Condensez en deux phrases le paragraphe de l'extrait sur le point-virgule qui commence par « Bien sûr, il est triste », sans perdre ses idées principales.

— Extrait du document —
—————

Et Grevisse lui-même de signaler alors que certains auteurs considèrent le point-virgule comme un signe superflu, inutile ; non sans ajouter – et c’est là très intéressant – qu’en se limitant au point et à la virgule, il semble pourtant qu’on se prive d’un moyen d’exprimer sa pensée avec plus de… nuances.
Ah, les nuances, on y revient toujours ! Et nous ne sommes par bonheur pas les seuls à nous y intéresser, à nous en occuper, envers et contre tout, corps et âme ! Même s’il existe tout un système, d’une formidable puissance, qui veut nous faire croire le contraire : dans la vie, dans la nature, dans la vraie vie et vraie nature ici et maintenant, tout est question de nuances, de tonalités, d’écarts, de différences de degrés, plus ou moins marqués, le plus souvent des plus légers, des plus subtiles, quasi insignifiants, comme les battements d’ailes d’un papillon. Degrés, tonalités et écarts d’une grande richesse et délicatesse que ledit système, avec sa structure binaires, ses idées et concepts d’une pièce, ses images et désirs préfabriqués, sa puissance massive, a toujours de nouveau tendance à écrabouiller…
Bien sûr, il est triste que l’albatros des Galapagos, et le tigre de Sumatra et quantité d’autres espèces animales soient en voie d’extinction, mais que pouvons-nous y faire ? Pas grand-chose, pour dire la vérité ! Par contre, il en va tout autrement pour ce qui est des points-virgules – et des nuances en général. Que ce soit dans notre pensée, notre manière de nous exprimer, nos actions, notre rapport à nous-mêmes, aux gens, au monde, nous avons à vrai dire une grande marge de manœuvre. Il suffit de nous engager.

—————

— Lignes de données —

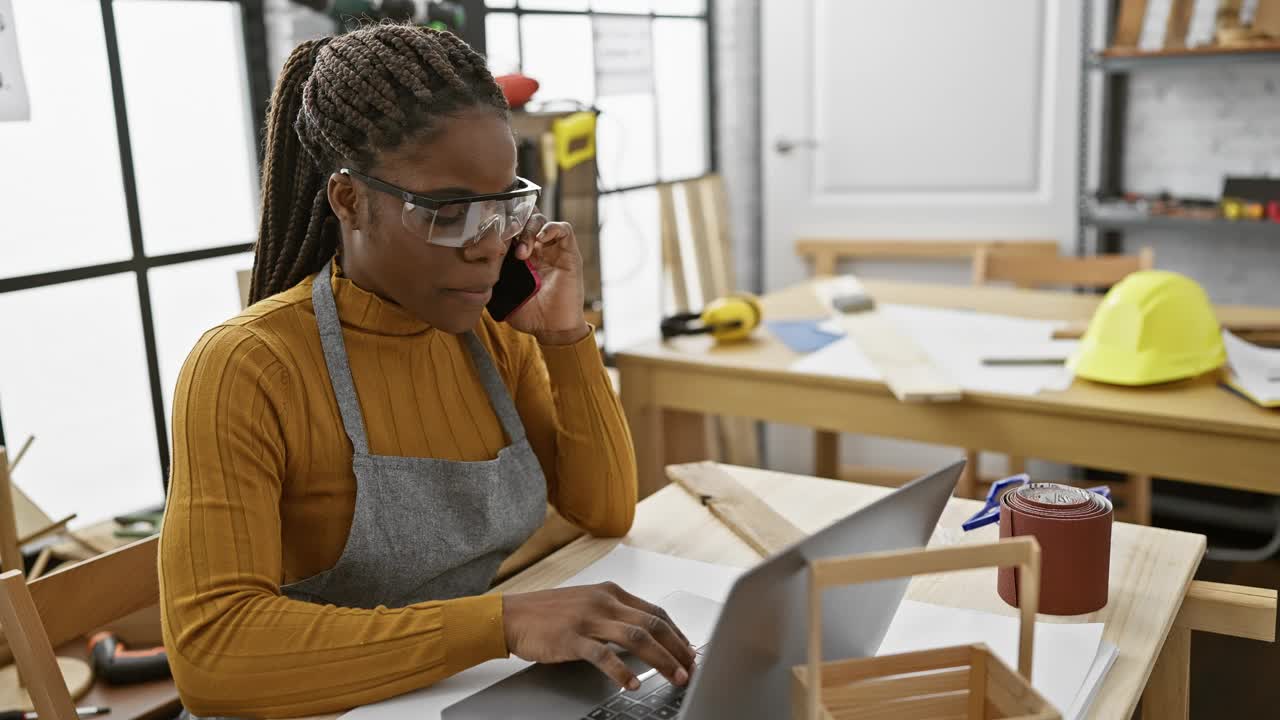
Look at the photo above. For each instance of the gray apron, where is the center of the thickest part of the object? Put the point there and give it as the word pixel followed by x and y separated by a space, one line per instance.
pixel 424 528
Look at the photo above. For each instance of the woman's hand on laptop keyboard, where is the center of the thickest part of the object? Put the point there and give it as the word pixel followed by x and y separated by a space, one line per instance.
pixel 577 623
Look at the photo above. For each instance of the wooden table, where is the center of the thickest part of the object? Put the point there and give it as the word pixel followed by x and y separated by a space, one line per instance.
pixel 1151 568
pixel 1191 431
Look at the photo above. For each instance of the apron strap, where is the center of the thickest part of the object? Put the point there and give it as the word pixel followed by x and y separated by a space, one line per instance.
pixel 336 359
pixel 498 395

—————

— Résultat obtenu —
La disparition progressive de l'albatros des Galapagos, du tigre de Sumatra et de nombreuses autres espèces animales est triste, mais nous n'y pouvons pas grand-chose. Pour les points-virgules et les nuances en général, en revanche, nous disposons d'une grande marge de manœuvre dans notre pensée, notre expression, nos actions et notre rapport à nous-mêmes, aux gens et au monde : il suffit de nous engager.